Material provided
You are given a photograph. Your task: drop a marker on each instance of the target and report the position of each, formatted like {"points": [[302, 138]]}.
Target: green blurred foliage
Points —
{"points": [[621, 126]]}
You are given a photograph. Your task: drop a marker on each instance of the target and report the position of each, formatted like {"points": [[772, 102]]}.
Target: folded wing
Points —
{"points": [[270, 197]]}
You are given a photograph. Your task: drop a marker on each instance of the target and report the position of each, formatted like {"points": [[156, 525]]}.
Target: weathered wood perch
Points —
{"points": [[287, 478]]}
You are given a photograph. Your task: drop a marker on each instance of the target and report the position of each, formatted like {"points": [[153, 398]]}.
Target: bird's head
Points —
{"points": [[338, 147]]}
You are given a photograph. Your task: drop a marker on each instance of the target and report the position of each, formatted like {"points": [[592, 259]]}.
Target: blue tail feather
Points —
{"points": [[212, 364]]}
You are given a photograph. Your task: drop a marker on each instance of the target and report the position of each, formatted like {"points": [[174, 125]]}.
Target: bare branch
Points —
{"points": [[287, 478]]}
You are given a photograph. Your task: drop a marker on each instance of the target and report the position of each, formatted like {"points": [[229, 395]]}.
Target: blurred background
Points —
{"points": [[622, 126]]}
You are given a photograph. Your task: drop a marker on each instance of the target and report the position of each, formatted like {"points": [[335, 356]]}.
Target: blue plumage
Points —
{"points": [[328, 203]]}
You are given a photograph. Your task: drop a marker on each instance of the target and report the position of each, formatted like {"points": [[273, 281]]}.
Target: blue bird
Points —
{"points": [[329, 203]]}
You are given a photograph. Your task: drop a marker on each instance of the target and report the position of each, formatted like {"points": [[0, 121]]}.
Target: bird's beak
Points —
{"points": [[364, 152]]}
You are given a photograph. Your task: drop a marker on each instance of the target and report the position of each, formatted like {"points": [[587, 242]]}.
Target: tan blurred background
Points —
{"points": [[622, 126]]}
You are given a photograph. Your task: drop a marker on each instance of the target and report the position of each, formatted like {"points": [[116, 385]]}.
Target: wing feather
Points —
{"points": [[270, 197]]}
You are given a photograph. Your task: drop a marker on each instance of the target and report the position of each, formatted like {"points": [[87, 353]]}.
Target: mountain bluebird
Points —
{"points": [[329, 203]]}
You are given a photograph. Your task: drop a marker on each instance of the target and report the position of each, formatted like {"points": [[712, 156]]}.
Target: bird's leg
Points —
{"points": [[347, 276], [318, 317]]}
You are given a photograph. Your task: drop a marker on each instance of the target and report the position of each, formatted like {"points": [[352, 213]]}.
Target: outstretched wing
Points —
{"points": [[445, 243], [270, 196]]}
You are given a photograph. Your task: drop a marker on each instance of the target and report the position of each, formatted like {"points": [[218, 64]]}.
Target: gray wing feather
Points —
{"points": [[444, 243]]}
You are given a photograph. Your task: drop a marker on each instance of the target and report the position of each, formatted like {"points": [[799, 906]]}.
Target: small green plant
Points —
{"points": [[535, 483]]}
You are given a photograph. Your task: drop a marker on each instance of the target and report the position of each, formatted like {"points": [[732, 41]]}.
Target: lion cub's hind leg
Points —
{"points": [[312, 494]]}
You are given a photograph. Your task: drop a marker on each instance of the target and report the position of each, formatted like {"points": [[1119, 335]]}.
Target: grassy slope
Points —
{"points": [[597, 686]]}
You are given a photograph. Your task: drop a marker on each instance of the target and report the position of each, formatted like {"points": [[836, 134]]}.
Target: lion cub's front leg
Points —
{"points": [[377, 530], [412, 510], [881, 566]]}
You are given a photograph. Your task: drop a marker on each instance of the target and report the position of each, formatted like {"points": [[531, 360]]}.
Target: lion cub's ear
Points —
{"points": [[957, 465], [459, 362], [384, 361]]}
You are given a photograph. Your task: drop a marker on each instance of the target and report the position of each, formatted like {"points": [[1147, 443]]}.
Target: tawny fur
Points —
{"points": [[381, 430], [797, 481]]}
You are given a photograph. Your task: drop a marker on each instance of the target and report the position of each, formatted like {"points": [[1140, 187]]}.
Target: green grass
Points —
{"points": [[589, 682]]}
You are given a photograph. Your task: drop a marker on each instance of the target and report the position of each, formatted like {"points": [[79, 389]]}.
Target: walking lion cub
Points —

What the exercise asks
Your task is to quote the listing above word for word.

Answer in full
You are given a photograph. Your task: drop a marker on each instance of the target and report the position of each, formatted like {"points": [[302, 138]]}.
Target: green blurred foliage
Points —
{"points": [[621, 126]]}
You are given a photograph. Your task: drop a marker on each instance of the target and report the position of each, formatted like {"points": [[772, 102]]}.
Target: folded wing
Points —
{"points": [[270, 197]]}
You are given a photograph. Your task: drop a marker on each instance of the target and report the position of each, formatted like {"points": [[156, 525]]}.
Target: weathered wood perch
Points —
{"points": [[287, 478]]}
You are given a photograph. Your task: drop a marker on each instance of the target and report the position of each, formatted like {"points": [[153, 398]]}.
Target: bird's head
Points —
{"points": [[338, 147]]}
You are given a photograph. Your task: drop a marker on each instance of the target and report the position of each, formatted like {"points": [[592, 259]]}.
Target: blue tail feather
Points —
{"points": [[212, 364]]}
You are given a photograph. Your task: drop a marker on each instance of the target and report the position of each, formatted like {"points": [[174, 125]]}.
Target: bare branch
Points —
{"points": [[287, 478]]}
You are given a photograph. Your task: drop a marker on each instance of the target and report the position of each, formatted like {"points": [[229, 395]]}.
Target: blurred background
Points —
{"points": [[622, 126]]}
You are given a photograph. Your task: drop a marker on each instance of the target and report the position of each, formatted like {"points": [[335, 356]]}.
Target: blue plumage
Points —
{"points": [[328, 203]]}
You are given a photograph. Your task: drop a marker on each instance of the target and report the position of each, formatted like {"points": [[273, 281]]}.
Target: blue bird
Points —
{"points": [[329, 203]]}
You are given a photograph. Your task: drop a marker on each instance of the target and report the position of each, formatted like {"points": [[0, 121]]}.
Target: bird's beak
Points —
{"points": [[364, 152]]}
You are given a photograph. Your task: drop a marker on each instance of the target and report the position of each, formatted like {"points": [[587, 242]]}.
Target: tan blurred background
Points —
{"points": [[622, 126]]}
You are given a photograph. Your task: drop a marker on each instance of the target and report the position of each, formatted like {"points": [[116, 385]]}.
Target: wing feather
Points —
{"points": [[270, 197]]}
You are given a photograph. Your task: drop a marker on each instance of the target and report the position of each, formatted like {"points": [[87, 353]]}.
Target: mountain bluebird
Points —
{"points": [[329, 203]]}
You are given a photograph. Your task: drop a marker on each instance of the target and report the position of each, formatted like {"points": [[712, 156]]}.
Target: bird's leg
Points —
{"points": [[347, 276], [318, 317]]}
You are given a photograph. Your task: drop a marker on each instance of the target and report the position of each, formatted like {"points": [[352, 213]]}.
Target: outstretched wing
Points —
{"points": [[445, 243], [270, 196]]}
You are given a photograph. Your task: drop a marker on each instance of the target and report the position of each, formatted like {"points": [[218, 64]]}.
Target: gray wing feather
Points —
{"points": [[444, 243]]}
You are given a photograph. Your task: drop a marker on each instance of the target and report the position of each, formatted like {"points": [[799, 906]]}.
Target: small green plant
Points —
{"points": [[535, 483]]}
You are given a photograph. Your task: drop a marker on each instance of the target and report the position of each, formatted like {"points": [[732, 41]]}.
Target: lion cub's hind leg
Points —
{"points": [[312, 494]]}
You are given a photograph. Your task: drop a marker on each instance of the target and report the position of each, formatted like {"points": [[1119, 335]]}.
Target: grassy slope
Points —
{"points": [[597, 686]]}
You are given a photograph. Your task: drop a marker on each instance of the target and report the position of each, formatted like {"points": [[836, 134]]}.
Target: lion cub's front leg
Points —
{"points": [[377, 530], [412, 510], [881, 566]]}
You are given a photograph. Your task: drop a marker on each instance of the target and report the position of each, formatted like {"points": [[531, 360]]}.
Target: lion cub's ear
Points —
{"points": [[957, 465], [459, 362], [384, 361]]}
You are given a photograph. Your task: drop a marker on each instance of the target and report the position of each, formatted like {"points": [[1147, 443]]}.
Target: tawny fur
Points —
{"points": [[381, 430], [797, 481]]}
You are given a photograph. Your task: drop a marker on each instance of the target and report the position of each, formatted like {"points": [[1140, 187]]}.
Target: green grass
Points —
{"points": [[589, 682]]}
You are given a photograph. Your task: drop a marker on each instance of the target and report the position of each, formatted like {"points": [[79, 389]]}.
Target: walking lion cub
Points —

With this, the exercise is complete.